> _To be done_: Could you copy each of the items below word for word, omitting the pictures from your answer?

################

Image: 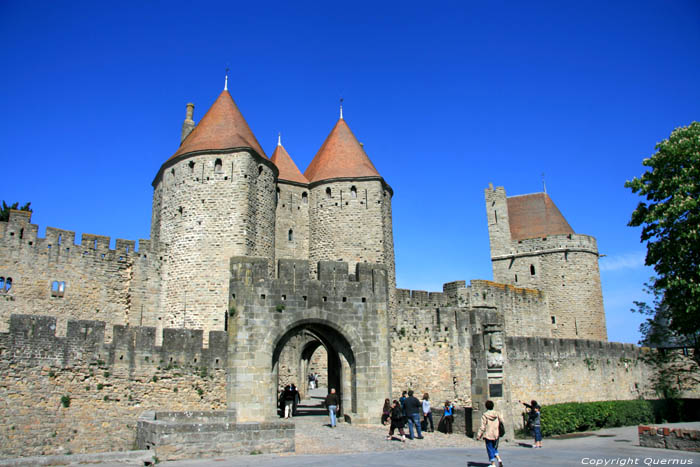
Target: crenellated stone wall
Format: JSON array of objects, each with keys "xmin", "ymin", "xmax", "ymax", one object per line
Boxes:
[
  {"xmin": 0, "ymin": 211, "xmax": 162, "ymax": 338},
  {"xmin": 0, "ymin": 315, "xmax": 227, "ymax": 457}
]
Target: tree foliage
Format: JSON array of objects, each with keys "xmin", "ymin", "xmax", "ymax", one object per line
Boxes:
[
  {"xmin": 0, "ymin": 201, "xmax": 32, "ymax": 222},
  {"xmin": 625, "ymin": 122, "xmax": 700, "ymax": 358}
]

################

> _Result for this exercise_:
Image: 
Target: crenellated stone wall
Format: JSON array of objects, each with keys "xmin", "ymin", "xmax", "ymax", one object per line
Boxes:
[
  {"xmin": 0, "ymin": 211, "xmax": 162, "ymax": 338},
  {"xmin": 0, "ymin": 315, "xmax": 227, "ymax": 457}
]
Target: tree foliage
Format: JSON array of objects, each with keys "xmin", "ymin", "xmax", "ymax", one object per line
Boxes:
[
  {"xmin": 0, "ymin": 201, "xmax": 32, "ymax": 222},
  {"xmin": 625, "ymin": 122, "xmax": 700, "ymax": 358}
]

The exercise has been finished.